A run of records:
┄┄┄┄┄┄┄┄┄┄
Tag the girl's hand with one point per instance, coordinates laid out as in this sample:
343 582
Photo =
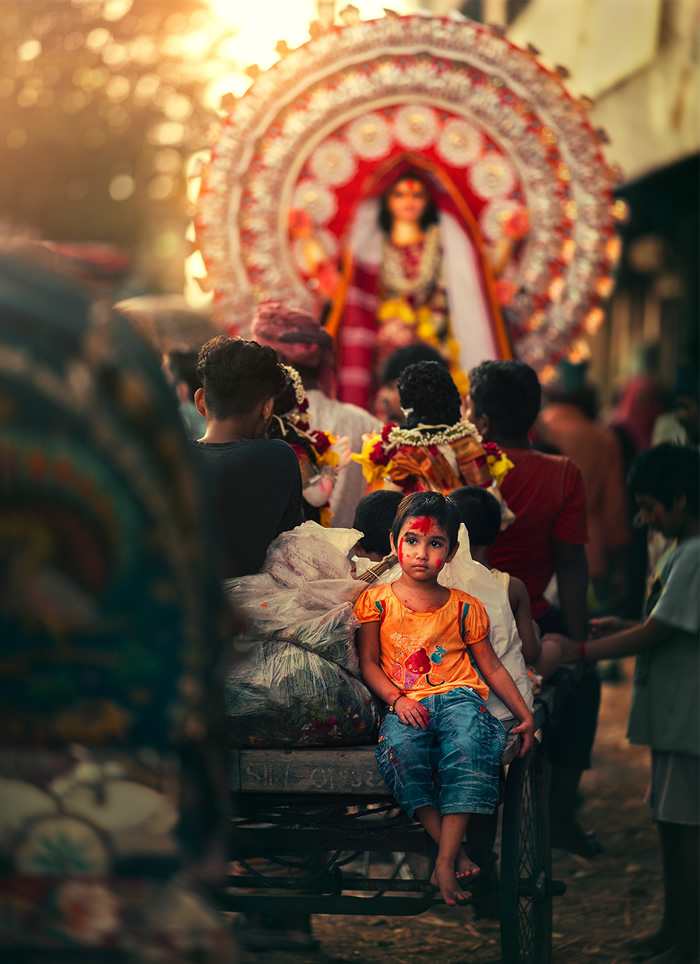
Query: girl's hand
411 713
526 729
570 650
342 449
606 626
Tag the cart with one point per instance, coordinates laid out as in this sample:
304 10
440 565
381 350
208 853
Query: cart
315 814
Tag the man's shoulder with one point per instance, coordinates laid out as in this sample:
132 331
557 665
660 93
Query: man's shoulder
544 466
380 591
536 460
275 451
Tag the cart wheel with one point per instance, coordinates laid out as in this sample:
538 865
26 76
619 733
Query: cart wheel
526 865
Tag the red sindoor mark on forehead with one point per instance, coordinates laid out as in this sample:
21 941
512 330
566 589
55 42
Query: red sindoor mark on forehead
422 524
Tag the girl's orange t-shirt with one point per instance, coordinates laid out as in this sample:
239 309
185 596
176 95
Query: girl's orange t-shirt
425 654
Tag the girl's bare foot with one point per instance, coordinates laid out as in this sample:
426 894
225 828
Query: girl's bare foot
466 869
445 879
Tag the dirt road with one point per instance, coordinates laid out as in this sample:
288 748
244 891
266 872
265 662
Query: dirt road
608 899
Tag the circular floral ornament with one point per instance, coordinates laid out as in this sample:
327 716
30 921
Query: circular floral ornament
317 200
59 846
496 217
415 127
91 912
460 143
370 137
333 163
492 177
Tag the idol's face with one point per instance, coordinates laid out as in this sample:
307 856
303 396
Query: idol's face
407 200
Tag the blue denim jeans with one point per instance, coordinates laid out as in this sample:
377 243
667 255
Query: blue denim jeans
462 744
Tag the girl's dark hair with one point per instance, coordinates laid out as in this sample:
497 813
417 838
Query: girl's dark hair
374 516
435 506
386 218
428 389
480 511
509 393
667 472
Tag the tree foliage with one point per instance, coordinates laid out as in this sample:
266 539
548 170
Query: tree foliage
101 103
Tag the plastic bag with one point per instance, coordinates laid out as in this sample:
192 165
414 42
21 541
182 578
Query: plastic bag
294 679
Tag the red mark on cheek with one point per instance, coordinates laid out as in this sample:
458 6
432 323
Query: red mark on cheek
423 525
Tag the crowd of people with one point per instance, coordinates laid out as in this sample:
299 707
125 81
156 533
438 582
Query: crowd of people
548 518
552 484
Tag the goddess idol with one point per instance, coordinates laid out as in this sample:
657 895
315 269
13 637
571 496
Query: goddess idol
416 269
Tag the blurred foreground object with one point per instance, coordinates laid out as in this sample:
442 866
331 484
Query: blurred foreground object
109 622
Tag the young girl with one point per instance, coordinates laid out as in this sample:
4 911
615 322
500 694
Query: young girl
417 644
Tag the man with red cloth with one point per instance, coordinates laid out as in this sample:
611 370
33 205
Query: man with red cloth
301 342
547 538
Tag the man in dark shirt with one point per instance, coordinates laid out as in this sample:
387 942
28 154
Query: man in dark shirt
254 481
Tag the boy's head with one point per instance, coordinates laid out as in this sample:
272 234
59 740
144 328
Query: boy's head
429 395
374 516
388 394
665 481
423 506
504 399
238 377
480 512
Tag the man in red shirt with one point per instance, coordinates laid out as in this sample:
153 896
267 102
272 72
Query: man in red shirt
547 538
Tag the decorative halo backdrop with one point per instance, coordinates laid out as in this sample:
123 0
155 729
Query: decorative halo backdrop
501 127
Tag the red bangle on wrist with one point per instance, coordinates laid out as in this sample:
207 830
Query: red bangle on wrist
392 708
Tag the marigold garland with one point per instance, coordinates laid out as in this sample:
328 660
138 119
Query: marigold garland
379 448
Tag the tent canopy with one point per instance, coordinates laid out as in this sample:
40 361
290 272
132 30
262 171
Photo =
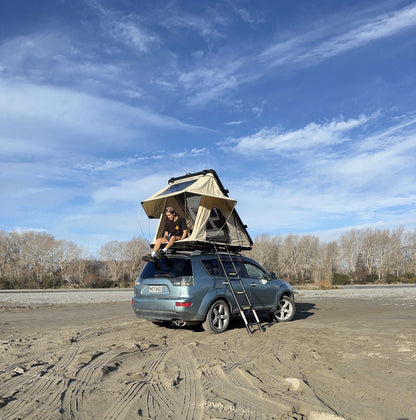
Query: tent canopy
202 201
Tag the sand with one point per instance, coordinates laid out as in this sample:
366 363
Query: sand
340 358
┄┄┄┄┄┄┄┄┄┄
TASK TO CARRY OUT ▸
Copy the material again from the line that contains "Tag the tent" through its end, requests included, and shift every answer coordinate by adding 115 while keeping the sample coordinates unchanged. Leave the pictures out of your copy.

ANSWER ▸
Tag the tent canopy with one point per instance, coordinates laid out as in this sample:
40 361
290 272
132 30
262 171
Photo =
Query: tent canopy
317 316
Tag the sand with one point per instance, coordinates laid out as in this sample:
366 363
Query: sand
455 473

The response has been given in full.